** start **

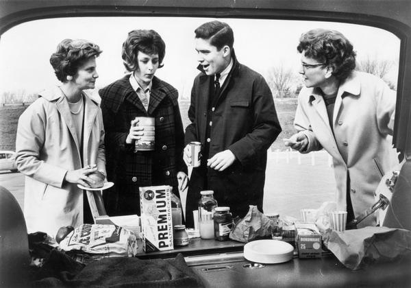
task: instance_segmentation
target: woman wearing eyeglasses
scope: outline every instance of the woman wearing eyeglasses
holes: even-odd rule
[[[353,45],[337,31],[310,30],[297,49],[306,87],[294,121],[298,133],[286,145],[301,153],[323,148],[332,156],[337,206],[347,211],[348,223],[375,202],[377,165],[385,173],[398,163],[389,136],[395,92],[382,80],[354,71]],[[376,224],[371,215],[358,226]]]

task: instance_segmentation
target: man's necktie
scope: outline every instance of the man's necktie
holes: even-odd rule
[[[214,95],[217,97],[219,95],[219,93],[220,92],[220,82],[219,81],[220,79],[220,73],[216,73],[216,79],[214,80]]]

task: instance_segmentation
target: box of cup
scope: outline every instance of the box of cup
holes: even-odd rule
[[[305,223],[314,223],[315,215],[316,213],[316,209],[305,208],[300,211],[301,213],[301,219]]]
[[[138,151],[153,151],[155,149],[155,119],[154,117],[136,117],[138,120],[136,125],[142,127],[144,134],[136,140],[134,152]]]
[[[299,258],[321,256],[321,235],[314,223],[296,223],[295,245]]]

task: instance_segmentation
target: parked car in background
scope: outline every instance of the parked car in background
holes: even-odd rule
[[[17,167],[14,159],[14,151],[0,151],[0,171],[10,170],[12,172],[17,172]]]

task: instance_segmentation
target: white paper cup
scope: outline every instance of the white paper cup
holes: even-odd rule
[[[192,211],[192,219],[194,219],[194,230],[199,230],[199,211],[194,210]]]
[[[336,231],[345,230],[347,224],[347,211],[332,211],[329,213],[331,226]]]
[[[143,136],[136,141],[134,152],[153,151],[155,149],[155,119],[153,117],[136,117],[138,126],[143,128]]]
[[[301,209],[301,219],[303,222],[314,223],[315,222],[316,209]]]

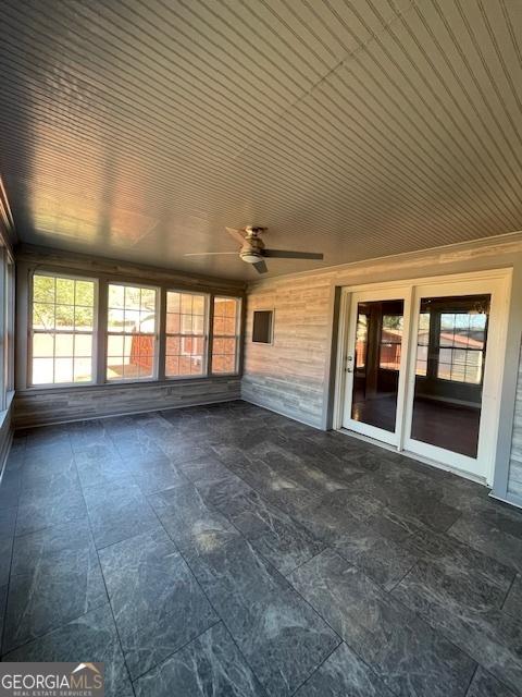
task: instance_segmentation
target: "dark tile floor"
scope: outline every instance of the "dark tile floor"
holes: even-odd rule
[[[522,695],[522,512],[244,402],[16,436],[3,660],[108,695]]]

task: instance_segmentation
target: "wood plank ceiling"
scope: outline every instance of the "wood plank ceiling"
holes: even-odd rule
[[[24,242],[225,278],[522,229],[520,0],[3,0]]]

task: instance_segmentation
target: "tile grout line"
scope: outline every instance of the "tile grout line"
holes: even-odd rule
[[[108,433],[108,436],[109,436],[110,440],[112,441],[111,435]],[[76,454],[74,452],[74,449],[73,449],[73,458],[74,458],[74,466],[76,467],[76,474],[78,476],[78,484],[79,484],[79,474],[78,474],[78,467],[76,465]],[[84,496],[84,490],[83,490],[80,484],[79,484],[79,490],[82,492],[82,499],[84,501],[85,512],[86,512],[87,521],[88,521],[88,524],[89,524],[90,537],[91,537],[91,540],[92,540],[92,546],[94,546],[95,551],[96,551],[96,558],[98,560],[98,566],[99,566],[99,570],[100,570],[101,578],[103,579],[103,587],[105,589],[108,604],[109,604],[109,608],[110,608],[110,611],[111,611],[112,621],[114,623],[114,629],[116,632],[117,643],[120,645],[120,650],[122,652],[122,658],[123,658],[123,662],[125,664],[125,670],[127,671],[128,681],[130,683],[130,689],[133,690],[133,694],[136,695],[136,690],[134,689],[134,683],[133,683],[133,680],[132,680],[132,676],[130,676],[130,671],[128,670],[128,664],[127,664],[127,659],[126,659],[126,656],[125,656],[125,651],[123,650],[122,637],[120,636],[120,629],[117,628],[116,617],[114,616],[114,610],[112,608],[111,596],[109,595],[109,589],[107,587],[105,575],[103,574],[103,567],[101,565],[100,554],[99,554],[98,548],[96,547],[96,540],[95,540],[95,535],[92,533],[92,525],[91,525],[91,521],[90,521],[89,510],[87,508],[87,503],[85,501],[85,496]]]
[[[207,505],[207,504],[206,504]],[[151,506],[152,508],[152,506]],[[236,643],[236,639],[234,638],[234,635],[232,634],[228,625],[226,624],[225,620],[221,616],[221,613],[217,612],[217,610],[215,609],[214,604],[211,602],[208,594],[206,592],[206,590],[203,589],[203,587],[201,586],[201,584],[199,583],[199,578],[196,576],[196,574],[192,571],[192,567],[190,566],[190,564],[188,563],[188,561],[185,558],[185,554],[183,553],[183,551],[181,550],[179,546],[176,543],[176,541],[174,540],[174,538],[172,537],[172,535],[170,535],[169,530],[165,528],[165,526],[163,525],[160,516],[158,515],[157,511],[154,509],[152,509],[154,511],[154,515],[157,516],[158,521],[160,522],[161,527],[163,528],[163,530],[165,531],[166,536],[169,537],[169,539],[172,541],[172,543],[174,545],[174,547],[176,548],[176,550],[178,551],[179,555],[182,557],[183,561],[185,562],[189,573],[192,575],[196,584],[198,585],[198,588],[201,590],[201,592],[203,594],[203,596],[207,599],[207,602],[209,603],[209,606],[212,608],[213,612],[215,613],[215,616],[219,617],[219,621],[223,623],[223,626],[225,627],[228,636],[231,637],[232,641],[234,643],[234,646],[236,647],[236,649],[238,650],[239,655],[243,657],[243,660],[245,661],[246,665],[248,665],[250,672],[252,673],[252,675],[256,677],[256,681],[261,685],[263,692],[268,695],[264,685],[261,683],[261,681],[259,680],[256,671],[252,669],[252,667],[250,665],[249,661],[247,660],[246,656],[244,655],[244,652],[241,651],[241,649],[239,648],[239,646]],[[232,525],[232,523],[231,523]],[[234,526],[235,527],[235,526]],[[236,528],[237,529],[237,528]],[[238,530],[238,534],[244,538],[243,534]],[[245,538],[244,538],[245,539]],[[228,545],[229,542],[225,542],[225,545]],[[210,628],[210,627],[209,627]]]
[[[25,465],[25,457],[26,457],[26,453],[25,453],[25,445],[24,445],[24,457],[22,460],[21,469],[23,469]],[[9,461],[9,457],[8,457],[8,461]],[[5,461],[5,467],[8,466],[8,461]],[[22,473],[21,473],[21,478],[22,478]],[[22,486],[22,480],[20,481],[20,487],[21,486]],[[13,540],[11,543],[11,559],[9,561],[9,575],[8,575],[8,583],[7,583],[7,589],[5,589],[5,602],[3,606],[3,623],[2,623],[2,633],[0,636],[0,661],[3,661],[3,656],[5,656],[5,653],[3,653],[3,643],[5,641],[5,631],[7,631],[7,624],[8,624],[8,602],[9,602],[9,596],[11,594],[11,580],[12,580],[11,576],[13,571],[14,541],[16,539],[16,524],[18,522],[20,493],[21,492],[18,489],[18,496],[16,497],[16,513],[14,516],[14,526],[13,526]]]

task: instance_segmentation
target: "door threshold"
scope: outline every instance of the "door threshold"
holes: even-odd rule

** end **

### CHALLENGE
List each line above that contains the string "tile", copying every such line in full.

### RESPONSE FOR THIS EXERCISE
target: "dark tile floor"
scope: outline every instance of the "dark tile floor"
target: "tile grout line"
scope: outline every instance of the "tile grout line"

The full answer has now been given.